- PASSAGE GIVEN
Something my Brother and I (more or less) Agreed About - but see how different the reception is

Many of my enemies love to tell me how vilely inferior I am to my late brother. In fact  about 20% of the messages I receive on Twitter, the well-known left-wing electronic mob, are based on this position. I must admit that when I first encountered this I was a bit distressed, but now view it much as I view delayed trains, or the slowness of computers – a dreary but unavoidable part of life.


 


Sometimes I wonder why they go to such lengths to be publicly unpleasant to a complete stranger. I should have thought it was quite enough to tell me that I am vile, without making this comparison as well. I tend to suspect that these are virulent atheist fanboys and fangirls of my sibling, who are secretly enraged that a) I knew him far better than they can ever hope to and that b) I disagreed with him .


 


The reason for their worship is not hard to workout. Half-educated college students, freed for the first time from the direct influence of their parents and religious pastors, were overjoyed to find that their instinctive hatred for God and Christianity was being expressed so eloquently and combatively by an obviously intelligent, witty and educated person.


 


This is usually why we admire certain people in public life, because they tell us what we think we know already, or what we think we believe, but put it better than we can.

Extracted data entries
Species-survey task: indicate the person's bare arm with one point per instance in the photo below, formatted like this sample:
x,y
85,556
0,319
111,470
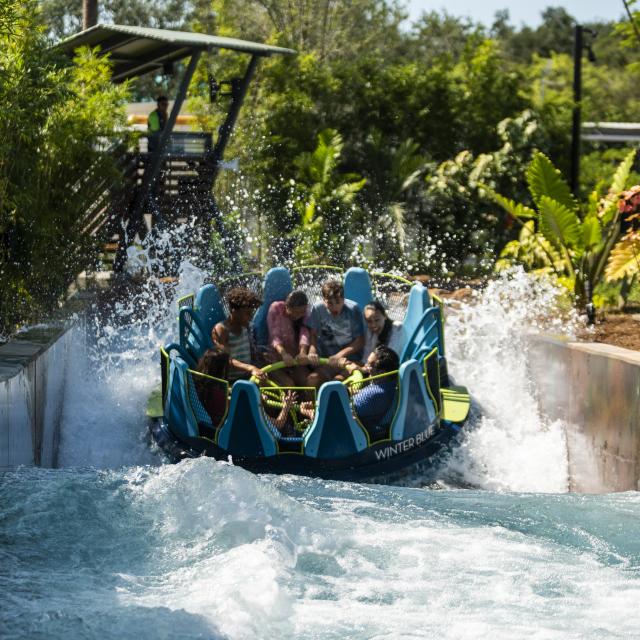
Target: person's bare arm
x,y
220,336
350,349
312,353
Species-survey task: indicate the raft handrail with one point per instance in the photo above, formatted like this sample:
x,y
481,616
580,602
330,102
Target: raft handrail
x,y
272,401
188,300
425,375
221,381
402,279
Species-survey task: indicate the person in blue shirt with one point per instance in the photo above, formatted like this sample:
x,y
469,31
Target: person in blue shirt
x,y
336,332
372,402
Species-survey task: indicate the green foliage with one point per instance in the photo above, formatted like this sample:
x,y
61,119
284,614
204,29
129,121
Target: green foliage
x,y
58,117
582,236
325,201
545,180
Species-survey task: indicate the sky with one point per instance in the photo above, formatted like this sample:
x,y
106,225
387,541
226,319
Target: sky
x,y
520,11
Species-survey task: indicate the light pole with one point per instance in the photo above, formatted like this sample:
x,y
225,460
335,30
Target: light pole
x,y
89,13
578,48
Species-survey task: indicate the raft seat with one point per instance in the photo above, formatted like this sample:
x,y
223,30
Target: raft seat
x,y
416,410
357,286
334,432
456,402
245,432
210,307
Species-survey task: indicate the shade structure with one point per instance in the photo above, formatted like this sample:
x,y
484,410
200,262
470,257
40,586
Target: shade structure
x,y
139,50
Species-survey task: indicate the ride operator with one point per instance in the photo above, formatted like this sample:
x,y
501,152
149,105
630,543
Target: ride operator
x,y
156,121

--

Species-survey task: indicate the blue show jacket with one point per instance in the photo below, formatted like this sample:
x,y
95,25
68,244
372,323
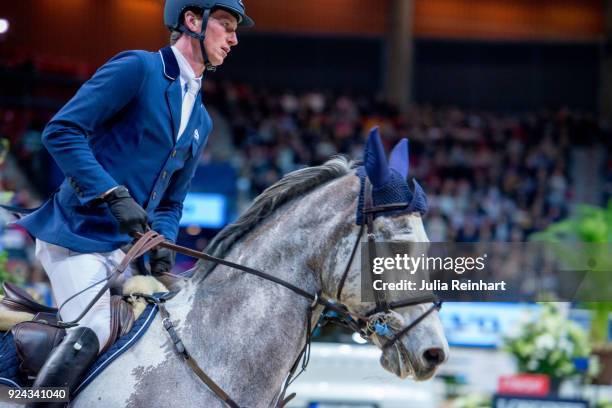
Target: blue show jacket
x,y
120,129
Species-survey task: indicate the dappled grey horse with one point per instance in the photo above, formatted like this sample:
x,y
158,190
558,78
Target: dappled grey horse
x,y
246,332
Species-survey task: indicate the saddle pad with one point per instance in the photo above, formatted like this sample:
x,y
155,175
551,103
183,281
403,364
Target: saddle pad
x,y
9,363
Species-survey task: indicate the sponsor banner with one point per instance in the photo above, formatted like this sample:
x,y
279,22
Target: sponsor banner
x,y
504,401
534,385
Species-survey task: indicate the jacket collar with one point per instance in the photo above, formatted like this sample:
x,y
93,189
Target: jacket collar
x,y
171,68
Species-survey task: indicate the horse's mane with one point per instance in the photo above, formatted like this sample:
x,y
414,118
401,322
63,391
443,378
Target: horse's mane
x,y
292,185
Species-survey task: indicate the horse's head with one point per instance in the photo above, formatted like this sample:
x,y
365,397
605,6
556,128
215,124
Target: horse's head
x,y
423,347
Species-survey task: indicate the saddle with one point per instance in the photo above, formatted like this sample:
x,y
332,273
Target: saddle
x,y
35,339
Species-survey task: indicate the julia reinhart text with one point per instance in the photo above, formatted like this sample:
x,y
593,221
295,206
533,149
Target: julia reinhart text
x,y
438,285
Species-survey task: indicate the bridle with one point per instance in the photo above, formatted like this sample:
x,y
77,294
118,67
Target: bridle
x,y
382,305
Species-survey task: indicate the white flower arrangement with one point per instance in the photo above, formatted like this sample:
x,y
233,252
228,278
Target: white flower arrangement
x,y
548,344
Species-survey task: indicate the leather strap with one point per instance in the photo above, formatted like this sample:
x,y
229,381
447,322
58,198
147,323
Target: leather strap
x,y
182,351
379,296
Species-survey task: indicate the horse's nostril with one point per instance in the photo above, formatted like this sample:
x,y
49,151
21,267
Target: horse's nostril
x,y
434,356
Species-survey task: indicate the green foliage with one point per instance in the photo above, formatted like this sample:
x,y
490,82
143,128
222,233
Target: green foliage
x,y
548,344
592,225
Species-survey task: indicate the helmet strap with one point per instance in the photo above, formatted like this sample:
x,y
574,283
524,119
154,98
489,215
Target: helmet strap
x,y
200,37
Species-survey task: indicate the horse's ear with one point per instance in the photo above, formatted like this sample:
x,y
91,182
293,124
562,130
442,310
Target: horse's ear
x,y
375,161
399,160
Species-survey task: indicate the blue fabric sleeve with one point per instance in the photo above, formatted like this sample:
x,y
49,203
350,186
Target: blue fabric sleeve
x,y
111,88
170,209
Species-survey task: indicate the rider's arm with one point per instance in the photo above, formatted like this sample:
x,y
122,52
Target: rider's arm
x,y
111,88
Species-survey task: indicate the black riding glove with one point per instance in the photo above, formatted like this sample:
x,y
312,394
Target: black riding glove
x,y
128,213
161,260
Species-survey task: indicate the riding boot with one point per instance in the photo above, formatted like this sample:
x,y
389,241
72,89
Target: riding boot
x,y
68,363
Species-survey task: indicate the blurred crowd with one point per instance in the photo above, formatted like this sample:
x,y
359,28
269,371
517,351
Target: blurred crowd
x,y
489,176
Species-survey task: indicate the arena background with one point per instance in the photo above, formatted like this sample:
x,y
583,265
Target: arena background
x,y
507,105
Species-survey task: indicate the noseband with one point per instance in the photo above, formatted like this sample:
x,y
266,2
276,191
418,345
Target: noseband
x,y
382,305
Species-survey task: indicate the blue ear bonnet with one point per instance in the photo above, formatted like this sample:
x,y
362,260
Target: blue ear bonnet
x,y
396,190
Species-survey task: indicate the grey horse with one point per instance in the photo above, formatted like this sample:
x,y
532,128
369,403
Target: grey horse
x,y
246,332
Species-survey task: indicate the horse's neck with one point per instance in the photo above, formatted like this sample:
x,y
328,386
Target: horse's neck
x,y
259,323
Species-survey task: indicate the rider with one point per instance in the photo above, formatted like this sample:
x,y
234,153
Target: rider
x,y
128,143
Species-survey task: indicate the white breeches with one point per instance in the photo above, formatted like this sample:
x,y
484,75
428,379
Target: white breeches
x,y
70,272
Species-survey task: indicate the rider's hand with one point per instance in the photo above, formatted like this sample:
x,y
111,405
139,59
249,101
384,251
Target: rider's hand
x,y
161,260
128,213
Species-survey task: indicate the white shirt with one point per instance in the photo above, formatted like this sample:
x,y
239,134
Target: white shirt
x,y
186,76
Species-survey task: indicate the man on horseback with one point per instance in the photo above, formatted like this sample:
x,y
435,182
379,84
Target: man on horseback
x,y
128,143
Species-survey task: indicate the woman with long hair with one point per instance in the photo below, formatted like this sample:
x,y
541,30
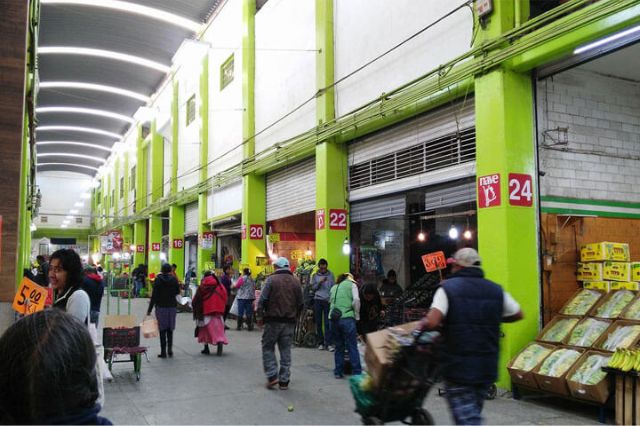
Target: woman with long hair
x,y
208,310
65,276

==

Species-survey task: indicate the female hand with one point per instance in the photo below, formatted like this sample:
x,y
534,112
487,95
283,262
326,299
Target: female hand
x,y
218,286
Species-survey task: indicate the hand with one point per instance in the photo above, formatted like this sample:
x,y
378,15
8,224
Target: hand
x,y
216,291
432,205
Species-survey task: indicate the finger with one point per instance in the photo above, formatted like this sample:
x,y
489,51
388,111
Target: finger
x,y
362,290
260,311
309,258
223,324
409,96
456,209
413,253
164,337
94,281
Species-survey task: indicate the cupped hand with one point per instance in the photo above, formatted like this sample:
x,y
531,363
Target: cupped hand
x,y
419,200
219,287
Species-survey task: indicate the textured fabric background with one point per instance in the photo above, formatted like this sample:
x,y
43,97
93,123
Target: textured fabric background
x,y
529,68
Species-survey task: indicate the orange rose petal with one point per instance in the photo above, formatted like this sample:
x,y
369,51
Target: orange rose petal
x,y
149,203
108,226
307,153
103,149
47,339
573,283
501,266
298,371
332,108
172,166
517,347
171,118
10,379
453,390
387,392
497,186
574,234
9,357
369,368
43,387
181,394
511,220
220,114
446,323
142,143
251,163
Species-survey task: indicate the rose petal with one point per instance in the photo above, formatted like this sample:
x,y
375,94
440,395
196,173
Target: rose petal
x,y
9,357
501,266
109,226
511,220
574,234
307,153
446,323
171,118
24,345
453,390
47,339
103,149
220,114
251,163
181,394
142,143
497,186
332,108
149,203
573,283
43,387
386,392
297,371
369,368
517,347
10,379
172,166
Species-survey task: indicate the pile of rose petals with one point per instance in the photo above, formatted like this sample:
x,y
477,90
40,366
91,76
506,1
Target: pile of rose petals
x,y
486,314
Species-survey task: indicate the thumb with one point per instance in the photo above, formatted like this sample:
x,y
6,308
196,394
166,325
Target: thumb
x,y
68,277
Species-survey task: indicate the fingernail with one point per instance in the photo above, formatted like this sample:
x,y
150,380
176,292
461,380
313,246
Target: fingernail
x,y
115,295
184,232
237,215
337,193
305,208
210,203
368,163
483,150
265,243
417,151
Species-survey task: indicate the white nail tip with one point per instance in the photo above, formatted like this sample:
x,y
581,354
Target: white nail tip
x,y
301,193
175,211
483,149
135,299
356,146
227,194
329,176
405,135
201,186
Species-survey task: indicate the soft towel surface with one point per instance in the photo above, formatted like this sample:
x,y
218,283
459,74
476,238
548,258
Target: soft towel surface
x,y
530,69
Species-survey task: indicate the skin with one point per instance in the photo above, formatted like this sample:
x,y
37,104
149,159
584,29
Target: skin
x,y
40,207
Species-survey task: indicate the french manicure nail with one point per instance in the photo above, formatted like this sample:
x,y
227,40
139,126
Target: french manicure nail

- TASK REQUIREMENTS
**1)** Answer these questions about the post on the writer's late brother:
(a) What share of the Twitter messages the writer receives is based on the comparison with the brother?
(b) What two things does the writer now view these messages much like?
(c) Who, according to the post, was overjoyed by the brother's way of expressing himself?
**2)** Print the part of the post on the writer's late brother between "The reason for" and "and educated person.", inclusive.

- THE RESPONSES
**1)**
(a) About 20%.
(b) Delayed trains and the slowness of computers.
(c) Half-educated college students, freed for the first time from the direct influence of their parents and religious pastors.

**2)**
The reason for their worship is not hard to workout. Half-educated college students, freed for the first time from the direct influence of their parents and religious pastors, were overjoyed to find that their instinctive hatred for God and Christianity was being expressed so eloquently and combatively by an obviously intelligent, witty and educated person.